◆ Problem requirements ◆
Begin at the line below that contains "Report one dot per instance of the spire" and write out every line from there to the end of the entries, exactly.

# # # # #

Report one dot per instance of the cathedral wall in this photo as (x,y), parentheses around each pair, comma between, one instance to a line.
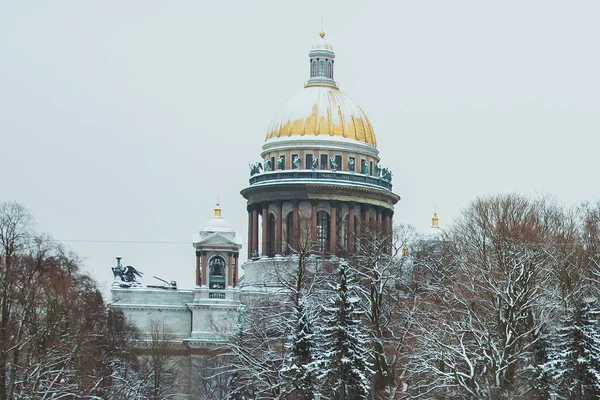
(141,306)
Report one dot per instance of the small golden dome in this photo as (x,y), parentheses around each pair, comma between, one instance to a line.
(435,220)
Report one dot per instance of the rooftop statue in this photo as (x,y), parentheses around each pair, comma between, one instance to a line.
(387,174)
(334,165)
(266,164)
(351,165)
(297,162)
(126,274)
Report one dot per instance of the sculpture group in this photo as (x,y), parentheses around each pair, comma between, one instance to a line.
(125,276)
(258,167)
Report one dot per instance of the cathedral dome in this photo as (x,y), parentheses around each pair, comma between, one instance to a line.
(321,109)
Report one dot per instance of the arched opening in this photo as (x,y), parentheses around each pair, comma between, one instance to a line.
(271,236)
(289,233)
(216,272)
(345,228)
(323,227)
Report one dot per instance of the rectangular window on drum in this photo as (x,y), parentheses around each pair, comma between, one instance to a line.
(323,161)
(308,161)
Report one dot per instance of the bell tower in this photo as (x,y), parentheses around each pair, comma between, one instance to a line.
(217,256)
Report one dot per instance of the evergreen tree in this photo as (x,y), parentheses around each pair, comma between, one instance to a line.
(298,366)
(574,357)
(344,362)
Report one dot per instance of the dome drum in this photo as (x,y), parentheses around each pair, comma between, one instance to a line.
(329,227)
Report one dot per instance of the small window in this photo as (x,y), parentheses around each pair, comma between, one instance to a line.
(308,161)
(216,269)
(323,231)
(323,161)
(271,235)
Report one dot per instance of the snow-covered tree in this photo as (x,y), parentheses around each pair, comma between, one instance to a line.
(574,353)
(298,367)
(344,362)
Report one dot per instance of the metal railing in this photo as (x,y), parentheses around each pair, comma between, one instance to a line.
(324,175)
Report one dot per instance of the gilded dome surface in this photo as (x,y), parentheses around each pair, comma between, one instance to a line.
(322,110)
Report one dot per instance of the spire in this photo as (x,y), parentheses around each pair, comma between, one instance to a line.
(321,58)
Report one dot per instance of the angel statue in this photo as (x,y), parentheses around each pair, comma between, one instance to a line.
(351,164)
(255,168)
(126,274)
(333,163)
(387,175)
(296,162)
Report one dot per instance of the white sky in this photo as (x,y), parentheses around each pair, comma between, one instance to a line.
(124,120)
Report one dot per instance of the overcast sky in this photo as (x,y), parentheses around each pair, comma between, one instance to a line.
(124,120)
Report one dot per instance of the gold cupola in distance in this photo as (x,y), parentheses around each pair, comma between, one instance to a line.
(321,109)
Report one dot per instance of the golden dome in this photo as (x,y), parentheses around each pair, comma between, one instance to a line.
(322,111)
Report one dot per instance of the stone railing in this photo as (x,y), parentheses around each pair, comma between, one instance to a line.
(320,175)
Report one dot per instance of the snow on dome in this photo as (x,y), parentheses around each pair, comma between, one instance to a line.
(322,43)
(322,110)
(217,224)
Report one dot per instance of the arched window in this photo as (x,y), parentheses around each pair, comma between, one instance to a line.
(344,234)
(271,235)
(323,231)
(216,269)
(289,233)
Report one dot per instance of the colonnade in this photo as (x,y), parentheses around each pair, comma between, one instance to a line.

# # # # #

◆ Task response ◆
Report one dot per instance of the spire in this photo as (x,y), parentheses around each pair, comma between, one instance to a line.
(321,58)
Report one dot per instance of the angel statue in this photo as (x,y), parentheses around each pair, comma between, one instance to a line.
(351,164)
(255,168)
(126,274)
(333,163)
(387,175)
(296,162)
Report one dot per instance of the white sky in this photo as (x,y), parentheses around each pair, comma between, one instance to a line.
(124,120)
Report one dot per instance of the overcast sky in this photo as (x,y), parentheses around each pair, comma between, one instance to a line.
(124,120)
Report one dot per instance of the gold cupola in distance in this photo as (x,y), parentheses around each pair, comma between, one instance to a line.
(321,109)
Report one dot per instance of the golden dome in this photo as (x,y), parentheses around each pair, comma between, one instance to a line.
(322,111)
Report one dot per instance of the stone railing in this photo as (x,y), parentheses around each pair, comma between, one instance to a line.
(320,175)
Report one dot per instance of the snow on dome in this photo as (x,y), parentheses around each pair, comma between, one instance to a line.
(322,43)
(322,110)
(217,224)
Report one dot per instance of the arched window in this photo as (x,y), parentheses around each pair, comma between, one instance to a line.
(344,234)
(271,235)
(323,231)
(216,269)
(289,233)
Report one dot per instance of the colonnade in this photo as (x,y), parentheses around each pair, comma between, one instance to a line.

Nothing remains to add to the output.